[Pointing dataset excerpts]
......

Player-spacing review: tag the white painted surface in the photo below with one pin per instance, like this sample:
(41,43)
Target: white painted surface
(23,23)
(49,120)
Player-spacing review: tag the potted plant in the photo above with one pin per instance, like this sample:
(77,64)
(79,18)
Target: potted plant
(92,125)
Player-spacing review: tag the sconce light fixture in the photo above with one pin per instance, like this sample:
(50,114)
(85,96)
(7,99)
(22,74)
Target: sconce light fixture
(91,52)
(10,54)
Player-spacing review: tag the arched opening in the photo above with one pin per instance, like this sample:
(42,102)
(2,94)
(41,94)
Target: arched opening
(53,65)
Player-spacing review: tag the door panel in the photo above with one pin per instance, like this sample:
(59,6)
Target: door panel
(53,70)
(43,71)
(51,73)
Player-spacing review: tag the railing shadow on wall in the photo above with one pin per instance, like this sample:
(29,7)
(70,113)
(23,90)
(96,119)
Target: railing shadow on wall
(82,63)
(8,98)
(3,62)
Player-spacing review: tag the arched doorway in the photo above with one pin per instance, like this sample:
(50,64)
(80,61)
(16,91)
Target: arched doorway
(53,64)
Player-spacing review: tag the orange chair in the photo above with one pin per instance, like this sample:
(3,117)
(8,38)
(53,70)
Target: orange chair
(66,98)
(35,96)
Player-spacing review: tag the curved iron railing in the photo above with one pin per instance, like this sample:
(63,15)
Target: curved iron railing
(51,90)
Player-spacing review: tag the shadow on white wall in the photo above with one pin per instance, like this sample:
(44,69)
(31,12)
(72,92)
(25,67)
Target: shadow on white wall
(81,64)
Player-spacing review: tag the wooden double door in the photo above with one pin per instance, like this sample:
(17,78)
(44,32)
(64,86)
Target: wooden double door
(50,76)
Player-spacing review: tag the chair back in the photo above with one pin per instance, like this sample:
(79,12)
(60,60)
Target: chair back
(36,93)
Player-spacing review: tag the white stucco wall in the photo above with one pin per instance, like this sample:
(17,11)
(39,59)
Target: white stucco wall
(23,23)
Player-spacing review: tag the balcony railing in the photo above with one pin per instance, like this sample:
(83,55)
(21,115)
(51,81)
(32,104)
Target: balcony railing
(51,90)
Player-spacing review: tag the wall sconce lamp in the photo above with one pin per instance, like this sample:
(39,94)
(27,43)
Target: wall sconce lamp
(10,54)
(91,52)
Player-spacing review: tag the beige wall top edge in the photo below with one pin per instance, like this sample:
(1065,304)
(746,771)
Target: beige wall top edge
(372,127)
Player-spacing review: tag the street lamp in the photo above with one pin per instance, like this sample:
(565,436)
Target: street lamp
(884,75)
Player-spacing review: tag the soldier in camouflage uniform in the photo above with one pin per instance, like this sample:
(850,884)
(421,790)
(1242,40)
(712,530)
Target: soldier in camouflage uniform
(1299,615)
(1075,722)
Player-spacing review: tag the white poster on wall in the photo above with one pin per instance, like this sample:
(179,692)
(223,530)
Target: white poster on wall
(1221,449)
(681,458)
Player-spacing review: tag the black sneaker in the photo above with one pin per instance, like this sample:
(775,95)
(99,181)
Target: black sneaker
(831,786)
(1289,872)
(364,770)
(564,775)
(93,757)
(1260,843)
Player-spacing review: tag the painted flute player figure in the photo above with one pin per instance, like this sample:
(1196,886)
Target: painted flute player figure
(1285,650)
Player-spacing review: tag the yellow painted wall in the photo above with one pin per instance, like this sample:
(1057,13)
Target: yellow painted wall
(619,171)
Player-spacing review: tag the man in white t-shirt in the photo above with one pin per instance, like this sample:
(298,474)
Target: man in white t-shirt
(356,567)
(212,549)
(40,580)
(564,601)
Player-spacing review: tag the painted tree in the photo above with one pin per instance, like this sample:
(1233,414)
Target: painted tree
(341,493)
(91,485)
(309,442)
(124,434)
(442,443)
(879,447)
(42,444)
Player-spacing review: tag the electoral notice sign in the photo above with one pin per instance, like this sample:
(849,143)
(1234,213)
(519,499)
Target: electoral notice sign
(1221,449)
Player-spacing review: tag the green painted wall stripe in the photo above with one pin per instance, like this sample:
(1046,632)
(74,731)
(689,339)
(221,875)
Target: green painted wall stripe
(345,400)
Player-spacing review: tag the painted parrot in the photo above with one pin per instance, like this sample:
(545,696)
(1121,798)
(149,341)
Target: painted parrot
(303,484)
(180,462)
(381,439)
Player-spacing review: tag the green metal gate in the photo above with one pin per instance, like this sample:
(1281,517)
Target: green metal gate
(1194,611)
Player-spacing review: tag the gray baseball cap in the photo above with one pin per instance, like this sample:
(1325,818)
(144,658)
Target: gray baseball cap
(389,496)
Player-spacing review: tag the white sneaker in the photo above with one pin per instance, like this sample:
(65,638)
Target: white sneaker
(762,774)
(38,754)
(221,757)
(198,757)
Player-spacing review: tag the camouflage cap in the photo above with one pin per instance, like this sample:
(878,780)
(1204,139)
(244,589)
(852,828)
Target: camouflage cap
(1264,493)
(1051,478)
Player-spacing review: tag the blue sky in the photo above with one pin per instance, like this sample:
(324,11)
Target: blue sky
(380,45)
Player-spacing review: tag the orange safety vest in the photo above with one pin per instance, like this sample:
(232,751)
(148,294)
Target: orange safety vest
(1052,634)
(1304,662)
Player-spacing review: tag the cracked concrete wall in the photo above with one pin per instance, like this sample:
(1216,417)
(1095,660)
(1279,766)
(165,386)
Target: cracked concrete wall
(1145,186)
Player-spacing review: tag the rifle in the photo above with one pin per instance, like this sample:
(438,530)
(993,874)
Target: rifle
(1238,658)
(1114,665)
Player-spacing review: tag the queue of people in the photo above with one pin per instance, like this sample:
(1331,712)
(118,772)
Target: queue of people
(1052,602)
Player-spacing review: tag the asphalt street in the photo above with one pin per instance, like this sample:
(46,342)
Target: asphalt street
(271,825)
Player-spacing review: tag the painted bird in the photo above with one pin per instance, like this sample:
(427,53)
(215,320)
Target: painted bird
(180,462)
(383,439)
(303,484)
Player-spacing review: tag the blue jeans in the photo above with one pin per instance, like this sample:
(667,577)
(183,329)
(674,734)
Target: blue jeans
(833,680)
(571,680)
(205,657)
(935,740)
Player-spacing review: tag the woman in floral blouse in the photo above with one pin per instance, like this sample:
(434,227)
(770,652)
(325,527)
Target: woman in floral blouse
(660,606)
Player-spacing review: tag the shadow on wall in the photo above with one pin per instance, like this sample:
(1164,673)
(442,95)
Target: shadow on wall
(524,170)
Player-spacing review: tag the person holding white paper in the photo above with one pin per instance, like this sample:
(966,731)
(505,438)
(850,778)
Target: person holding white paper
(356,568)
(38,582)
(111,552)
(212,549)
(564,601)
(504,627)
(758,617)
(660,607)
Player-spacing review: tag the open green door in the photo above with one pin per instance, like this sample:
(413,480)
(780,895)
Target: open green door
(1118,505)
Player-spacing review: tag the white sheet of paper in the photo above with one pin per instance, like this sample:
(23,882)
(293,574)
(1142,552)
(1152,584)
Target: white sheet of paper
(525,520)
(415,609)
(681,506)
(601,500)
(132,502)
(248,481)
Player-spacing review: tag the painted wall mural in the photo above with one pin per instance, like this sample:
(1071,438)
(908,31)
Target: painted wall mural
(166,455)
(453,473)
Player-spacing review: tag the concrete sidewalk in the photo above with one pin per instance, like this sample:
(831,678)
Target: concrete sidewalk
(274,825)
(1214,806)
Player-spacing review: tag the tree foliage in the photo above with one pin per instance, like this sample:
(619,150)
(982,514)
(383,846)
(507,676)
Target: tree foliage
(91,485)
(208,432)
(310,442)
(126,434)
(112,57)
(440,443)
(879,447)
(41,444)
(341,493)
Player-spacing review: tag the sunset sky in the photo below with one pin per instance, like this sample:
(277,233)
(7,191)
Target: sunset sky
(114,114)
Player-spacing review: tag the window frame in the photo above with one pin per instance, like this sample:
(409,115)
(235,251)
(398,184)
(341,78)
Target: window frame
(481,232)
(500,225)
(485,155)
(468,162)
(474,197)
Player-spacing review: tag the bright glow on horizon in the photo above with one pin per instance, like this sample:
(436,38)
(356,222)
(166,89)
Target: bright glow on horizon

......

Task prompt:
Through the last line of the entries above, beginning at the line containing "Player-spacing review: tag the sunset", transcribe each line exactly, both ends included and nothing more.

Solution for this exercise:
Player-spacing review: tag the sunset sky in the photo below with one pin per instance, like this sample:
(277,233)
(7,191)
Target: sunset sky
(114,114)
Player-spacing review: tag the window frame in the photo above with one pin per instance, like this sample:
(409,115)
(235,251)
(398,184)
(341,78)
Target: window frame
(481,232)
(500,225)
(485,155)
(468,162)
(474,197)
Player-spacing review: tag the bright glow on horizon in the photo above with one pin per instance, like this sample:
(436,38)
(356,222)
(166,89)
Target: bright glow on horizon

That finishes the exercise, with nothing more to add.